Task objective: Turn every row below into a Markdown table with the columns Number and Line, putting each line's position in Number and its text in Line. Leave out blank lines.

=== Records provided ===

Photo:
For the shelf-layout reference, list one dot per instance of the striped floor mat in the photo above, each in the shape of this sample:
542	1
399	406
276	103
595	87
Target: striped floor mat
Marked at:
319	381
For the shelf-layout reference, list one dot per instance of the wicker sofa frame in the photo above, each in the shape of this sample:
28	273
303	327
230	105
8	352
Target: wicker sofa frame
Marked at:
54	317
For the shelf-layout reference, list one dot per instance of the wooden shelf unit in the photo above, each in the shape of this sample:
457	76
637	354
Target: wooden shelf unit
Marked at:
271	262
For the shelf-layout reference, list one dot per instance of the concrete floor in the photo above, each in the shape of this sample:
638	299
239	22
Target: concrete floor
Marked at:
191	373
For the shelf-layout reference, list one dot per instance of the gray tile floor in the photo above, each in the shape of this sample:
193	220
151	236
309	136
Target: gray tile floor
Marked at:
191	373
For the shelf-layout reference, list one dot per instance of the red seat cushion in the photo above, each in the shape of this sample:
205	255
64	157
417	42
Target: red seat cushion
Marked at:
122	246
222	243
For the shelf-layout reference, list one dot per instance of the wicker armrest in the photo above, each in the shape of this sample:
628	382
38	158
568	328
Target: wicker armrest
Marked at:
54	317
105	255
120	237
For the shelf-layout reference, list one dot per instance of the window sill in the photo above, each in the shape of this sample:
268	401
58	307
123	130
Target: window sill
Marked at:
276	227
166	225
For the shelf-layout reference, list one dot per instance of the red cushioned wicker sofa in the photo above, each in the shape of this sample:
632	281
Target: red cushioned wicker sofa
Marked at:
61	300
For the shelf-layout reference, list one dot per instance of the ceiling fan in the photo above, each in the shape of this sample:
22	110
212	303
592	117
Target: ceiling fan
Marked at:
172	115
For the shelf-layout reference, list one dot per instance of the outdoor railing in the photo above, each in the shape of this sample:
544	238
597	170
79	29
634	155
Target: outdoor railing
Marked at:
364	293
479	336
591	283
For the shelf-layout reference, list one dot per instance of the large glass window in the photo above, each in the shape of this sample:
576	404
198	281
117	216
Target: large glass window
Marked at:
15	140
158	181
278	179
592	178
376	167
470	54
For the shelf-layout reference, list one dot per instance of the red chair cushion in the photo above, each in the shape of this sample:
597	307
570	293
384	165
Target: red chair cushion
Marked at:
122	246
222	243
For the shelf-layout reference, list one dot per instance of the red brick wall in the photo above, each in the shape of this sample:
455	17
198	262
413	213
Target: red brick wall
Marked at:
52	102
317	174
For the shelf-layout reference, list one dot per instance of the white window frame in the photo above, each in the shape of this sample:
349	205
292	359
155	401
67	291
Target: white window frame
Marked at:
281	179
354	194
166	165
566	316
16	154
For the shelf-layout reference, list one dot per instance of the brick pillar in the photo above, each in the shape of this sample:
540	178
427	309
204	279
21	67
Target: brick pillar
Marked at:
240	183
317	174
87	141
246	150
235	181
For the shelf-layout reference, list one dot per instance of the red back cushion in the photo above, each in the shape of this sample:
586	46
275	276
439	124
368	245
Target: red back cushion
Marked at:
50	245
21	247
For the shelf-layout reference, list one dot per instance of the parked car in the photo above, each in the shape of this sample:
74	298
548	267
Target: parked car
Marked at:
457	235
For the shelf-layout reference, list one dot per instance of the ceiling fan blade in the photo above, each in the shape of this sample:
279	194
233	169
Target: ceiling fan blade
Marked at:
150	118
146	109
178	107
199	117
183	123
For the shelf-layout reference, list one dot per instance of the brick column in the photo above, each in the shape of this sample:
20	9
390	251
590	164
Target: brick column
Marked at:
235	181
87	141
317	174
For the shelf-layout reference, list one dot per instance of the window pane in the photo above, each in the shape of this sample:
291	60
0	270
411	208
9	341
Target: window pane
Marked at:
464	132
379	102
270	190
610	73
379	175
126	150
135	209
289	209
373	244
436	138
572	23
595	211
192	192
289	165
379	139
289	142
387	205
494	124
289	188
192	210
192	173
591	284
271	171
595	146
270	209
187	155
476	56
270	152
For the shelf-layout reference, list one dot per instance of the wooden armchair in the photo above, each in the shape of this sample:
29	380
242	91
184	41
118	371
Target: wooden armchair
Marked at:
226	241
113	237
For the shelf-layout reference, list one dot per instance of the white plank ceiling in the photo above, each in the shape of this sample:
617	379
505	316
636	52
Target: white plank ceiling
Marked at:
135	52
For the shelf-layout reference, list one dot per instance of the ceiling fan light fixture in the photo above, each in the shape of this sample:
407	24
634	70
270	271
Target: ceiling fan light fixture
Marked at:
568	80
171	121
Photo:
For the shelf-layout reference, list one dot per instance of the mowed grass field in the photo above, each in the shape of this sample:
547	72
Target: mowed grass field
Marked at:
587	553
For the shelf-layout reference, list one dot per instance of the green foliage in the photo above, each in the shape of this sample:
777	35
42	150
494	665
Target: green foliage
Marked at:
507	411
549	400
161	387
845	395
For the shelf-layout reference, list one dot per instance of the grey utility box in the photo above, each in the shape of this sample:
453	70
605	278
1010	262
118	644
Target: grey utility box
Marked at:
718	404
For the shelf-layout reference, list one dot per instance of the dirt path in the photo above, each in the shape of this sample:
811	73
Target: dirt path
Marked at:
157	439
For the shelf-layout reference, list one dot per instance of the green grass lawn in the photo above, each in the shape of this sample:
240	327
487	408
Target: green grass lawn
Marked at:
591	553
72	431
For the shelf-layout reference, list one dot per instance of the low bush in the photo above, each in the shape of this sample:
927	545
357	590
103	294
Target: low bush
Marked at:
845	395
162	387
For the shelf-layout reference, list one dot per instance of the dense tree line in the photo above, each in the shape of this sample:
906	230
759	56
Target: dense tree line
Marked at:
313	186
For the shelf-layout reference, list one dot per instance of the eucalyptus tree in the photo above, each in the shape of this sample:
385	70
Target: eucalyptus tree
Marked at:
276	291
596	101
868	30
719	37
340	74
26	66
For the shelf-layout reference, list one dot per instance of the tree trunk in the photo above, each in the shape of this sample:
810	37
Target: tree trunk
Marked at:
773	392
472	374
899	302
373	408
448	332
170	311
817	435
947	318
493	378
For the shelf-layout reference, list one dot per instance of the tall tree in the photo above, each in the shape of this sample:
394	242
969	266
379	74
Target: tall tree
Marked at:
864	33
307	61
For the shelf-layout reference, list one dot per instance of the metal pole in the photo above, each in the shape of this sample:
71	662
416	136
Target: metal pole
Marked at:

===

Reply:
| Number | Line |
|---|---|
| 1 | Photo: |
| 2 | For the shelf-layout reference, list one dot per instance of the striped floor mat in the photo above, each in the shape of this sample: |
| 3 | 542	1 |
| 4 | 399	406 |
| 5 | 276	103 |
| 6 | 595	87 |
| 7 | Target: striped floor mat |
| 8 | Marked at: |
| 9 | 319	381 |
| 10 | For the shelf-layout reference, list one dot per instance of the wicker sofa frame in the photo above, each in the shape of this sample: |
| 11 | 28	273 |
| 12 | 303	327 |
| 13 | 230	105 |
| 14 | 8	352 |
| 15 | Target: wicker sofa frame |
| 16 | Marked at: |
| 17 | 54	317 |
| 18 | For the shelf-layout reference, list one dot per instance of the wooden shelf unit in the photo above, each in the shape of this sample: |
| 19 | 457	76 |
| 20 | 637	354 |
| 21 | Target: wooden shelf unit |
| 22 | Marked at: |
| 23 | 271	262 |
| 24 | For the shelf-layout reference, list one dot per instance of the concrete floor in the photo above, each in the shape of this sample: |
| 25 | 638	299 |
| 26 | 239	22 |
| 27 | Target: concrete floor |
| 28 | Marked at: |
| 29 | 191	373 |
| 30 | For the shelf-layout reference, list one dot per instance of the gray tile floor in the photo above, each in the shape of this sample: |
| 31 | 193	220 |
| 32 | 151	236 |
| 33 | 309	136 |
| 34 | Target: gray tile floor |
| 35 | Marked at: |
| 36 | 191	373 |
| 37 | For the shelf-layout reference, list one dot per instance of the red seat cushion in the photo above, each in the shape of this sample: |
| 38 | 205	255 |
| 39 | 64	157 |
| 40 | 417	42 |
| 41 | Target: red seat cushion |
| 42 | Marked at: |
| 43 | 122	246 |
| 44 | 222	243 |
| 45 | For the shelf-layout reference, list one dot per instance of the wicker armrest in the photo above, each in the shape of this sample: |
| 46 | 628	382 |
| 47 | 38	158 |
| 48 | 568	328 |
| 49 | Target: wicker armrest |
| 50 | Marked at: |
| 51 | 54	317 |
| 52 | 105	255 |
| 53 | 120	237 |
| 54 | For the shelf-layout reference, list one dot per instance of the window sill in the photo above, each in the shape of this sample: |
| 55 | 268	401 |
| 56 | 58	307 |
| 57 | 123	130 |
| 58 | Target: window sill |
| 59 | Marked at: |
| 60 | 276	227 |
| 61 | 166	225 |
| 62 | For the shelf-layout reference, list one dot per instance of the red cushioned wicker sofa in the photo above, each in the shape of this sample: |
| 63 | 632	281 |
| 64 | Target: red cushioned wicker sofa |
| 65 | Marked at: |
| 66 | 61	300 |
| 67 | For the shelf-layout reference, list one dot per instance of the ceiling fan in the photo above, each in the shape of this sample: |
| 68 | 22	110 |
| 69 | 212	303 |
| 70 | 592	117 |
| 71 | Target: ceiling fan |
| 72 | Marked at: |
| 73 | 172	115 |
| 74 | For the shelf-layout reference, list one dot per instance of the outdoor railing in the photo above, each in the shape of this sample: |
| 75 | 544	238 |
| 76 | 597	170 |
| 77 | 79	29 |
| 78 | 634	155 |
| 79 | Target: outdoor railing |
| 80 | Marked at: |
| 81 | 364	293 |
| 82 | 479	336 |
| 83 | 591	283 |
| 84 | For the shelf-layout reference, list one dot per instance of the large glass window in the photo above, each in the shape of this sample: |
| 85 | 576	404 |
| 86 | 198	281 |
| 87 | 117	216 |
| 88 | Target: large glass window |
| 89 | Marked at: |
| 90 | 15	140 |
| 91 | 158	181 |
| 92 | 278	179 |
| 93 | 592	178 |
| 94 | 376	167 |
| 95 | 470	54 |
| 96 | For the shelf-layout reference, list one dot per instance of the red chair cushion in the photo above, each in the shape of this sample: |
| 97 | 597	307 |
| 98 | 570	293 |
| 99 | 384	165 |
| 100 | Target: red chair cushion |
| 101 | Marked at: |
| 102 | 122	246 |
| 103 | 222	243 |
| 104 | For the shelf-layout reference, list one dot per instance of the red brick wall in the photo above, each in the shape of this sample: |
| 105 | 455	17 |
| 106 | 198	262 |
| 107 | 413	213 |
| 108 | Target: red brick wall |
| 109 | Marked at: |
| 110 | 52	102 |
| 111 | 317	174 |
| 112 | For the shelf-layout reference, list one dot per instance of the white window frame in the photo above, each in the shape of this sample: |
| 113 | 349	205 |
| 114 | 292	359 |
| 115 | 155	401 |
| 116 | 67	291 |
| 117 | Target: white window frame |
| 118 | Marked at: |
| 119 | 281	179 |
| 120 | 354	194 |
| 121 | 166	165 |
| 122 | 566	316 |
| 123 | 16	154 |
| 124 | For the shelf-layout reference, list one dot per instance of the brick pillar in the photo above, each in the shape of this sample: |
| 125 | 540	178 |
| 126 | 427	309 |
| 127 | 204	279 |
| 128 | 21	67 |
| 129 | Target: brick pillar |
| 130 | Marked at: |
| 131 | 240	183 |
| 132 | 317	174 |
| 133 | 87	141 |
| 134 | 246	150 |
| 135 | 235	181 |
| 136 | For the shelf-layout reference, list one dot per instance of the red back cushion in the photo above, each in the shape of this sample: |
| 137 | 586	46 |
| 138 | 275	276 |
| 139 | 439	124 |
| 140 | 368	245 |
| 141 | Target: red back cushion |
| 142 | Marked at: |
| 143 | 50	245 |
| 144 | 21	247 |
| 145 | For the shelf-layout reference, list one dot per instance of the parked car in the photo above, each in the shape of this sample: |
| 146 | 74	298 |
| 147 | 548	267 |
| 148 | Target: parked car |
| 149 | Marked at: |
| 150 | 457	235 |
| 151 | For the shelf-layout reference, list one dot per instance of the ceiling fan blade in the photo above, each in the shape of this sample: |
| 152 | 279	194 |
| 153 | 233	169 |
| 154 | Target: ceiling fan blade |
| 155 | Marked at: |
| 156 | 150	118 |
| 157 | 146	109 |
| 158 | 178	107 |
| 159 | 199	117 |
| 160 | 183	123 |
| 161 | For the shelf-layout reference, list one dot per instance of the brick column in the photo above, each in the shape of this sample: |
| 162 | 20	9 |
| 163 | 390	251 |
| 164 | 590	164 |
| 165 | Target: brick column |
| 166 | Marked at: |
| 167 | 235	181 |
| 168 | 87	141 |
| 169 | 317	174 |
| 170 | For the shelf-layout reference, list one dot per instance of the window pane in the photo above, each in the shape of this sample: |
| 171 | 291	60 |
| 172 | 0	270 |
| 173 | 411	208 |
| 174 | 9	341 |
| 175 | Target: window pane |
| 176 | Marked at: |
| 177 | 464	132 |
| 178 | 379	102 |
| 179 | 270	190 |
| 180 | 610	73 |
| 181 | 379	175 |
| 182 | 126	150 |
| 183 | 135	209 |
| 184 | 289	209 |
| 185 | 373	244 |
| 186 | 436	138 |
| 187 | 572	23 |
| 188 | 595	211 |
| 189 | 192	192 |
| 190 | 289	165 |
| 191 | 379	139 |
| 192 | 289	142 |
| 193 | 387	205 |
| 194 | 494	124 |
| 195 | 289	188 |
| 196 | 192	210 |
| 197 | 192	173 |
| 198 | 591	284 |
| 199 | 271	171 |
| 200 | 595	146 |
| 201 | 270	209 |
| 202 | 187	155 |
| 203 | 476	56 |
| 204 | 270	152 |
| 205 | For the shelf-layout reference, list one dot per instance of the wooden armchair in the photo above, each in the shape of this sample: |
| 206 | 29	380 |
| 207 | 242	91 |
| 208 | 184	41 |
| 209 | 118	371 |
| 210 | Target: wooden armchair |
| 211 | Marked at: |
| 212 | 226	241 |
| 213 | 113	237 |
| 214 | For the shelf-layout reference, list one dot per instance of the white plank ceiling in the photo above, each in the shape of this sample: |
| 215 | 617	379 |
| 216 | 505	316 |
| 217 | 636	52 |
| 218 | Target: white plank ceiling |
| 219 | Marked at: |
| 220 | 135	52 |
| 221 | For the shelf-layout reference, list one dot per instance of the ceiling fan light fixture in the photo above, each in the shape of this sample: |
| 222 | 407	24 |
| 223 | 634	70 |
| 224 | 270	271 |
| 225 | Target: ceiling fan light fixture |
| 226 | Marked at: |
| 227 | 568	80 |
| 228 | 171	121 |
| 229 | Photo: |
| 230 | For the shelf-layout reference, list one dot per instance of the mowed grass field in the photo above, each in the shape of this sample: |
| 231 | 547	72 |
| 232 | Target: mowed grass field |
| 233 | Marked at: |
| 234 | 587	553 |
| 235 | For the shelf-layout reference, list one dot per instance of the green foliage in the photo above, each in the shape of this sample: |
| 236 | 777	35 |
| 237 | 42	150 |
| 238 | 494	665 |
| 239 | Target: green foliage |
| 240 | Marked at: |
| 241 | 507	411 |
| 242 | 549	400 |
| 243 | 161	387 |
| 244 | 845	395 |
| 245 | For the shelf-layout reference, list one dot per instance of the grey utility box in the photo above, each in the shape of this sample: |
| 246 | 453	70 |
| 247 | 605	278 |
| 248 | 1010	262 |
| 249 | 118	644 |
| 250 | Target: grey utility box |
| 251 | Marked at: |
| 252 | 718	404 |
| 253 | For the shelf-layout reference, list one dot per instance of the dirt path in the photo above, each in the shape of this sample: |
| 254 | 811	73 |
| 255 | Target: dirt path |
| 256 | Marked at: |
| 257 | 157	439 |
| 258 | For the shelf-layout reference, list one dot per instance of the green grass lawn in the photo above, each in the shape of this sample: |
| 259 | 240	327 |
| 260 | 487	408 |
| 261 | Target: green grass lawn |
| 262 | Marked at: |
| 263 | 591	553 |
| 264 | 72	431 |
| 265 | For the shelf-layout reference, list one dot per instance of the low bush in the photo above, each in the shape of this sample: |
| 266 | 927	545 |
| 267 | 357	590 |
| 268 | 103	294 |
| 269 | Target: low bush |
| 270 | Marked at: |
| 271 | 845	395 |
| 272 | 162	387 |
| 273 | For the shelf-layout reference, list one dot per instance of the dense tree line in the photo above, each in the shape of this sample: |
| 274 | 906	230 |
| 275 | 759	56 |
| 276 | Target: dense tree line |
| 277 | Marked at: |
| 278 | 313	186 |
| 279 | For the shelf-layout reference, list one dot per instance of the eucalyptus tree in the photo above, each in the shape of this sample: |
| 280 | 385	70 |
| 281 | Target: eucalyptus tree |
| 282 | Marked at: |
| 283 | 276	291 |
| 284 | 596	101 |
| 285 | 868	30 |
| 286 | 719	37 |
| 287 | 340	74 |
| 288 | 26	66 |
| 289 | For the shelf-layout reference, list one dot per instance of the tree trunk in the photo above, each in the shape of this sample: |
| 290 | 810	37 |
| 291 | Target: tree trunk |
| 292 | Marked at: |
| 293 | 773	392 |
| 294 | 472	374 |
| 295 | 899	302 |
| 296 | 373	408 |
| 297 | 448	332 |
| 298 | 170	311 |
| 299 | 817	435 |
| 300 | 947	318 |
| 301 | 493	378 |
| 302 | For the shelf-layout reference, list one dot per instance of the tall tree in the photo above, each in the shape of this sample: |
| 303 | 394	242 |
| 304 | 969	266 |
| 305 | 379	74 |
| 306 | Target: tall tree |
| 307 | Marked at: |
| 308 | 864	33 |
| 309 | 307	61 |
| 310 | For the shelf-layout reference, list one dot per instance of the metal pole in the photo above, each in the shape of this sample: |
| 311 | 71	662 |
| 312 | 416	136 |
| 313 | Target: metal pole |
| 314 | Marked at: |